To test if the GAG loss associated with perlecan deficiency accounts for the functional differences in Hypo primary cells compared with WT, exogenous heparin (Sigma-Aldrich), which is similar to the heparan sulfate GAG side chains of perlecan, were added in a culture medium [24,25]. Mineralization and osteoclastogenesis assays were performed as above, except that progenitor cells were cultured with/without heparin (20 or 200 µg/mL). Multi-nucleated osteoclasts were counted in wells and bone chips. To assess the effect of heparin on mineralization potential of MSCs, mineralization was quantified by extracting the monolayer cells with 10% (w/v) cetylpyridinium chloride and reading the absorbance at 570 nm with a plate reader [26]. Three independent repeats were performed per dose per genotype.

▶ [Data]

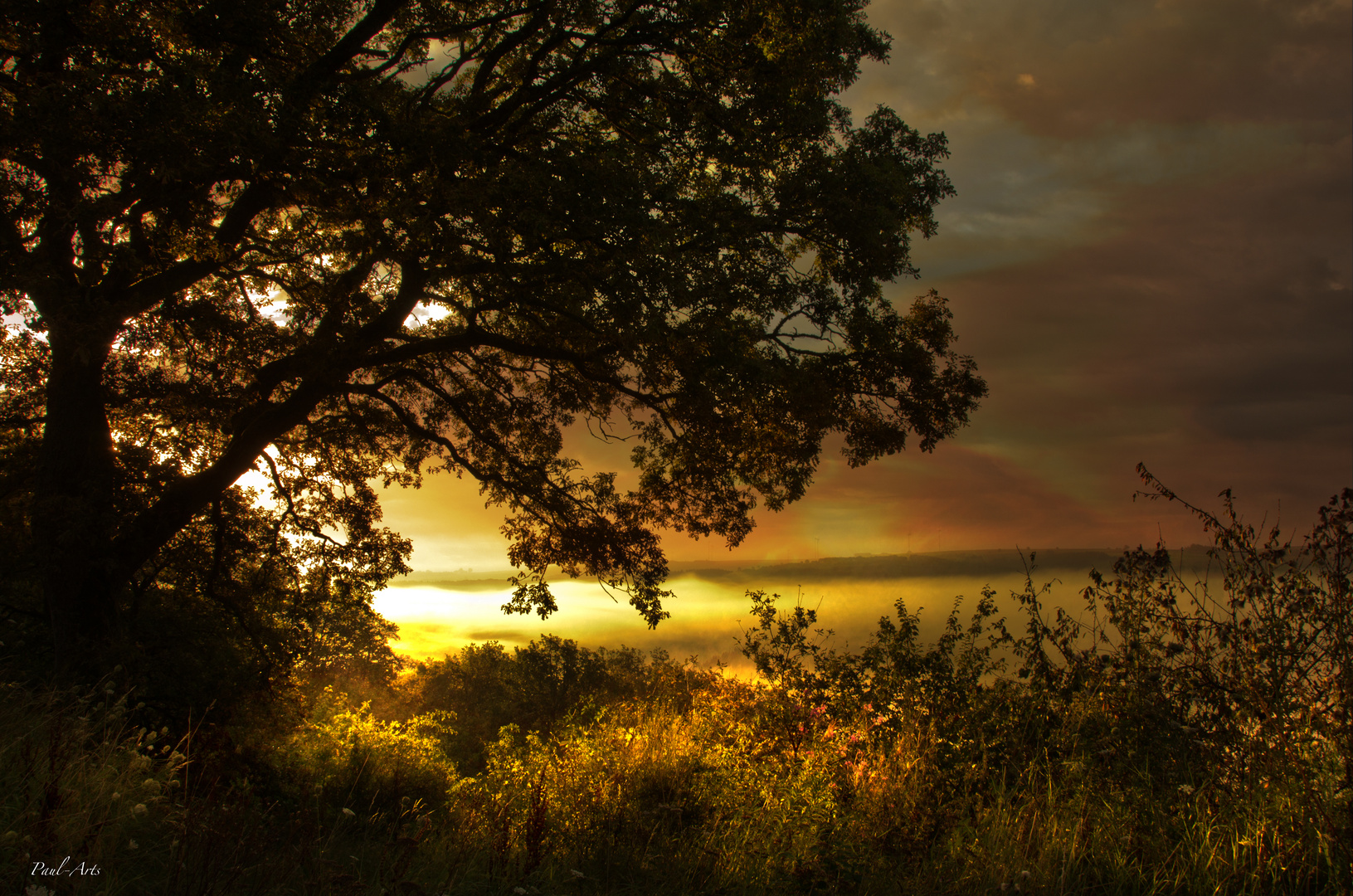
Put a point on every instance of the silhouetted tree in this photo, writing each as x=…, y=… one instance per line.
x=338, y=242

▶ [What you should do] Output the part of the text on heparin treatment of perlecan-deficient cells starting with "To test if the" and going on through "dose per genotype.". The lines come from a different source than the text.

▶ [Solution]
To test if the GAG loss associated with perlecan deficiency accounts for the functional differences in Hypo primary cells compared with WT, exogenous heparin (Sigma-Aldrich), which is similar to the heparan sulfate GAG side chains of perlecan, were added in a culture medium [24,25]. Mineralization and osteoclastogenesis assays were performed as above, except that progenitor cells were cultured with/without heparin (20 or 200 µg/mL). Multi-nucleated osteoclasts were counted in wells and bone chips. To assess the effect of heparin on mineralization potential of MSCs, mineralization was quantified by extracting the monolayer cells with 10% (w/v) cetylpyridinium chloride and reading the absorbance at 570 nm with a plate reader [26]. Three independent repeats were performed per dose per genotype.